### Text section
::::::::
Data are expressed as mean ± standard deviation or numbers (percentages). *P<0.05, compared with the sB group; #P<0.05, compared with the sM group. sB group, surgical bioprosthetic valve group; sM group, surgical mechanical valve group; T, transcatheter valve group. 2D, two-dimensional; AAO, diameter of the ascending aorta; BSA, body surface area; DLVOT, left ventricular outflow tract diameter; E velocity, early tricuspid diastolic velocity; EOATV, effective orifice area of the tricuspid valve; IEOATV, indexed effective orifice area of the tricuspid valve; IVS, interventricular septal thickness; LAESD, left atrial end-systolic diameter; LVEDD, left ventricular end-diastolic diameter; MGTV, mean gradient of the tricuspid valve; PA, diameter of the pulmonary artery; PHTTV, pressure half-time of the tricuspid valve; LVEF, left ventricular ejection fraction; RAESD, right atrial end-systolic diameter; RVEDD, right ventricular end-diastolic diameter; RVFAC, right ventricular fractional area change; SV, stroke volume; VLVOT, velocity of the left ventricular outflow tract; VPA, velocity of the pulmonary artery; VTILVOT, velocity-time integral of the left ventricular outflow tract; VTITV, velocity-time integral of the tricuspid valve; VTI ratio, the ratio of VTITV to velocity-time integral of the left ventricular outflow tract.

The etiology of TVR is summarized in Table S1. The primary etiology included Ebstein malformation, TV prolapse, TV repair, and prosthetic TV dysfunction. The secondary etiology included rheumatic heart disease, infective endocarditis, left heart valve replacement, atrial septal defect, ventricular septal defect, pacemaker installation, atrial fibrillation, and postoperative congenital heart disease; a few patients with TVR had an unclear etiology. Among the patients, 49 (11 with surgical bioprosthetic valves, 18 with surgical mechanical valves, and 20 with transcatheter valves, accounting for 35.3%) had accompanying TV regurgitation after left heart valve replacement, which was the most common cause of TVR, followed by Ebstein malformation in 18 cases (11 with surgical bioprosthetic valves and 7 with surgical mechanical valves, accounting for 12.9%) and rheumatic heart disease in 15 cases (8 with surgical bioprosthetic valves, 6 with surgical mechanical valves, and 1 with a transcatheter valve, accounting for 10.8%).
::::::::
### Entries provided
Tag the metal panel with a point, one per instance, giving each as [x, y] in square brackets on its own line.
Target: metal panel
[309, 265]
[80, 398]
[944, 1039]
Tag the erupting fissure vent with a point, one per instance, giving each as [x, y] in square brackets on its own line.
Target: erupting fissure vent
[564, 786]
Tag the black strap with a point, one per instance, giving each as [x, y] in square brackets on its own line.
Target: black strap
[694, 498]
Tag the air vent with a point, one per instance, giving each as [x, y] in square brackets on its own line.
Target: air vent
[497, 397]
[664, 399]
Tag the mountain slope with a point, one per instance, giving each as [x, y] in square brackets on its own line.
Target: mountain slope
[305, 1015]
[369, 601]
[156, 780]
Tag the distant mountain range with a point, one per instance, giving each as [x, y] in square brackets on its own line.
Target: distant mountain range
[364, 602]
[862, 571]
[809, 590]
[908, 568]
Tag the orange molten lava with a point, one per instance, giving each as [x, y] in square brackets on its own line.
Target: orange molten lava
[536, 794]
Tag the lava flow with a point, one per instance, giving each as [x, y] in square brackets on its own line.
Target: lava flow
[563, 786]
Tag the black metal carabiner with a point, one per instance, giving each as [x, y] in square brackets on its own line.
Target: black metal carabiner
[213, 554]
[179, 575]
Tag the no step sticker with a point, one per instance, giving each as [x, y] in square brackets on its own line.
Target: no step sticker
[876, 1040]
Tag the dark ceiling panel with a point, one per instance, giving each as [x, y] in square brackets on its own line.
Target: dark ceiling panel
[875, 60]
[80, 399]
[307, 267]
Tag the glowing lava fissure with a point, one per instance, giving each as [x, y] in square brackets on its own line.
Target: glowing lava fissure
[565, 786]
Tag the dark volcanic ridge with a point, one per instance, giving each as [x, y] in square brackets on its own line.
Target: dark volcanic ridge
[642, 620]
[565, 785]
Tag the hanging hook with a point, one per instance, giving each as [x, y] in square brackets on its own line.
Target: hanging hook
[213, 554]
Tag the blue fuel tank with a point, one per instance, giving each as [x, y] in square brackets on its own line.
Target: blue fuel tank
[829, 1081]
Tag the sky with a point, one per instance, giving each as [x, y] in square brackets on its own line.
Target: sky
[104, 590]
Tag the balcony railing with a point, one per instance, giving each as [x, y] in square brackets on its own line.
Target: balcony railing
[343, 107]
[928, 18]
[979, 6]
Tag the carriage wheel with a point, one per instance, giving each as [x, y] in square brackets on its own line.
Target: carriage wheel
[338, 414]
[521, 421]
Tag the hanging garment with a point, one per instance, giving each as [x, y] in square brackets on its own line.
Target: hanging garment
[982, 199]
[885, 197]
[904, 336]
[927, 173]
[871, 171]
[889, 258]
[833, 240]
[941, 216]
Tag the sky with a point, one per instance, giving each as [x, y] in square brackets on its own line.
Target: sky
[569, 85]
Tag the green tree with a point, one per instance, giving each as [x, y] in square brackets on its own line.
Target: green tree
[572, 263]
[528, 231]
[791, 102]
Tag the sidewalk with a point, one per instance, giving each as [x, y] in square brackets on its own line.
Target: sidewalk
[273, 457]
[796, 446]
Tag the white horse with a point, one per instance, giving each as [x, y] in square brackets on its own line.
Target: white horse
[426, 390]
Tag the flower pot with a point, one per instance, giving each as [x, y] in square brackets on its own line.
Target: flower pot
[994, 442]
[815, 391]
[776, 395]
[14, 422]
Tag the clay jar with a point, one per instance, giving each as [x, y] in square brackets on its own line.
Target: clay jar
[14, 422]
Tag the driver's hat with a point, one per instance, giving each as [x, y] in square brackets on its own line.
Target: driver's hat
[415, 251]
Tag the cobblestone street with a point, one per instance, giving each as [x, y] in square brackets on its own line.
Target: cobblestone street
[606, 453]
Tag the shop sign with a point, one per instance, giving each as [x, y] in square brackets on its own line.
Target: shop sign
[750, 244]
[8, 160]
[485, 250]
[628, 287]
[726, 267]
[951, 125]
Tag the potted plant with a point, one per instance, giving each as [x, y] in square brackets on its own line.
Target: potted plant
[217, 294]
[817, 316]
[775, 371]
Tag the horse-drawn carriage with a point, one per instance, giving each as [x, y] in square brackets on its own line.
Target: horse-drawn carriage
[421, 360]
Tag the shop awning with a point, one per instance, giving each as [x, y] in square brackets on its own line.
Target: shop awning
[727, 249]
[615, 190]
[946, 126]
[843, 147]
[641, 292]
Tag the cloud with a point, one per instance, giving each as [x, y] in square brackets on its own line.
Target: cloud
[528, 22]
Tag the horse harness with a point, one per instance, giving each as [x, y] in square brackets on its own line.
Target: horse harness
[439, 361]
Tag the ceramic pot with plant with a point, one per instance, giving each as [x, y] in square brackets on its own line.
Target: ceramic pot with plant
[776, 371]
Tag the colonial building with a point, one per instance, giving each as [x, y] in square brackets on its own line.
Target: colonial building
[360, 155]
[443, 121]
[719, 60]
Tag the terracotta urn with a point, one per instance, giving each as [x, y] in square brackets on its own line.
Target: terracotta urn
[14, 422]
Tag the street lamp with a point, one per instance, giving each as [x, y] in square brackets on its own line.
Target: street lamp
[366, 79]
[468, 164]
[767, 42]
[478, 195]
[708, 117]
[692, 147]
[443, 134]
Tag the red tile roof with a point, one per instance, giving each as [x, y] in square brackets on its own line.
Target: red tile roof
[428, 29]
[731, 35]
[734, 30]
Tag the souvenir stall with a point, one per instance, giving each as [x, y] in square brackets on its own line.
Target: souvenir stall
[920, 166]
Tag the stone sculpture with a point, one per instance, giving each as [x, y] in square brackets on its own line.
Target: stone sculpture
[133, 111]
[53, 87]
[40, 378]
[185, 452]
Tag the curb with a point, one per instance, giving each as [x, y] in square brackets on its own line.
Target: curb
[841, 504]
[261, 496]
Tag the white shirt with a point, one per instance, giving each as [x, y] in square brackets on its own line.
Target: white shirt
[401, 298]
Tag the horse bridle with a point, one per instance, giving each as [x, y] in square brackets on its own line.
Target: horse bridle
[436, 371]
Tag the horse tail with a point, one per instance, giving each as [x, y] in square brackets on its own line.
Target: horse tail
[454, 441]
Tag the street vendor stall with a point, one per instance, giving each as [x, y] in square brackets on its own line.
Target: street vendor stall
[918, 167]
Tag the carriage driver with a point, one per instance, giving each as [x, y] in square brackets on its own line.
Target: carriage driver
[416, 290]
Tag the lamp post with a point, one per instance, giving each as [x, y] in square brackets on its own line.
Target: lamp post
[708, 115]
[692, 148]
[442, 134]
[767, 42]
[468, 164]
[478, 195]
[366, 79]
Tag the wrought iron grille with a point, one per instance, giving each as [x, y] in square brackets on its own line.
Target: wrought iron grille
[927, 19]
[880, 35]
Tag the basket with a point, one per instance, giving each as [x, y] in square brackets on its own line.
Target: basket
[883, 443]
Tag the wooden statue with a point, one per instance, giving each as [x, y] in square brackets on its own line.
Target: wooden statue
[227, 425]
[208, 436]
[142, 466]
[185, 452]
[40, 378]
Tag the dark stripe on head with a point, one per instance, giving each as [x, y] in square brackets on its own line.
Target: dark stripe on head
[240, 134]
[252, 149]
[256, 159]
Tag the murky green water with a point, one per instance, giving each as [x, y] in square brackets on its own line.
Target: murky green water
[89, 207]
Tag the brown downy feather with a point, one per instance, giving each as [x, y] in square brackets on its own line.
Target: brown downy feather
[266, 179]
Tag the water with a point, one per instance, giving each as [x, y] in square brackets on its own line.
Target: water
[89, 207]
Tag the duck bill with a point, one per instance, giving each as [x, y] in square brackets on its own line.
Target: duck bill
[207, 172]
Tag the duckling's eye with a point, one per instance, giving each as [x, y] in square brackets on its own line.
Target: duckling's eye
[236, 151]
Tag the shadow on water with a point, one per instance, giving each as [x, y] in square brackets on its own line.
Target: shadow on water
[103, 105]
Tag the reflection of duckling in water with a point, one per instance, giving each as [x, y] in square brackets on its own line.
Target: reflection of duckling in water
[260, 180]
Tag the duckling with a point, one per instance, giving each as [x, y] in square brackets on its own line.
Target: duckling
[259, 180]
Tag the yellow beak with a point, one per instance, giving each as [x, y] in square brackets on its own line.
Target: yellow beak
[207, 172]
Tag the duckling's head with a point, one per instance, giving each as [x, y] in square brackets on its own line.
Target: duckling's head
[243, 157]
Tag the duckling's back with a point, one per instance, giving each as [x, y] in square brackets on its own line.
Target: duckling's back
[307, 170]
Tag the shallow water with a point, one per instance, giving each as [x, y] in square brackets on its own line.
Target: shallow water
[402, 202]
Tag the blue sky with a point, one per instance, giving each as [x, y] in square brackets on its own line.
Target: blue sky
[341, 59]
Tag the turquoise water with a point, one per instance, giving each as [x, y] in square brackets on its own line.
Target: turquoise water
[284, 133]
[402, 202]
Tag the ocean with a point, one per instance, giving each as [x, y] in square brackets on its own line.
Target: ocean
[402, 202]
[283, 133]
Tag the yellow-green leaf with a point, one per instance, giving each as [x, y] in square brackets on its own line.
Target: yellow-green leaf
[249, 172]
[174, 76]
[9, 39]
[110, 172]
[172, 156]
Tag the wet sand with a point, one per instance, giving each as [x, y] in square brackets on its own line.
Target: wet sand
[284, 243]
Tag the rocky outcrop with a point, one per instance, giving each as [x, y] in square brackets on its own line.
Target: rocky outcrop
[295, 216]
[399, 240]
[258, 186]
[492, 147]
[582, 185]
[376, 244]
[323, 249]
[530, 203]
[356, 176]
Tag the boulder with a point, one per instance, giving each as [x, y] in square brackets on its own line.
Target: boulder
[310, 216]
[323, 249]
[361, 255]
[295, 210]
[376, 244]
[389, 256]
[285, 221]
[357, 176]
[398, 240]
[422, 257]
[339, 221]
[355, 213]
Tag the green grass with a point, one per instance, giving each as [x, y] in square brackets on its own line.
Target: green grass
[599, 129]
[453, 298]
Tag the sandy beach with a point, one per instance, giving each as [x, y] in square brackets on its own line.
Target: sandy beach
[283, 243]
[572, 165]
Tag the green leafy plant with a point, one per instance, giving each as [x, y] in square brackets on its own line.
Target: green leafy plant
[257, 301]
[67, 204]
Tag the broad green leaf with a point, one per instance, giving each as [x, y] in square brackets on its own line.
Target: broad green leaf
::::::::
### To do
Continue the text on tricuspid valve replacement, starting after its last sentence.

### Task response
According to the statistical summary of TVR combined with other valve operations, simple TVR was the most common procedure, occurring in 60 patients (36 with surgical bioprosthetic valves, 19 with surgical mechanical valves, and with 5 transcatheter valves, accounting for 43.2%), followed by TVR combined with mitral valve replacement and TVR combined with aortic valve replacement. Combined valve procedures may not be performed simultaneously with TVR. Table S2 summarizes the final status of the concomitant valve procedures for all patients. All bioprosthetic valves used in our hospital were from Medtronic (Galway, Ireland), mechanical valves were from Abbott Laboratories (Chicago, IL, USA), and all transcatheter valves were Lux-Valves from Jenscare Scientific Co (Ningbo, China).

Comparison of the 2D parameters of TTE

The 2D parameters of each group were analyzed and compared (Table 1). The ascending aortic diameter of the T group (3.40±0.42 cm) was significantly different from that of the sB group (3.03±0.58 cm) and the SM group (3.11±0.50 cm) (P<0.05). The left atrial end-systolic diameter of the T group (5.45±1.07 cm) and sM group (4.75±1.18 cm) was significantly different from that of the sB group (4.32±2.05 cm) (P<0.001). The interventricular septal thickness of the T group was significantly greater than that the sB group (P<0.05). The PA of the sB group was significantly different from that of the T group and the sM group (P<0.05). The other 2D parameters, including left ventricular end-diastolic diameter, DLVOT, left ventricular ejection fraction, right atrial end-systolic diameter, RV end-diastolic diameter, and RV fractional area change, were not significantly different between the three groups (P>0.05).

Comparison of TTE Doppler parameters between the three groups

The Doppler parameters of each group were analyzed and compared (Table 1), with the results being visualized in a box plot (Figure 4). Compared with the sB group, the sM group and T group exhibited significantly lower VTITV, VTI ratio, and PHTTV, but a significantly higher EOATV (P<0.05). The MGTV of the sM group was statistically lower than that of the sB group (P<0.05). Compared with that in sB group, the IEOATV in the T group was significantly higher (P<0.05). However, VLVOT, VPA, SV, VTILVOT, and E velocity did not differ significantly between the groups (P>0.05).

Figure 4 Box plot for the distribution of Doppler parameters of the tricuspid valve in three groups. *, P<0.05. EOATV, effective orifice area of the tricuspid valve; IEOATV, indexed effective orifice area of the tricuspid valve; MGTV, mean gradient of the tricuspid valve; PHTTV, pressure half-time of the tricuspid valve; VTITV, velocity-time integral of the tricuspid valve; VTILVOT, velocity-time integral of the left ventricular outflow tract.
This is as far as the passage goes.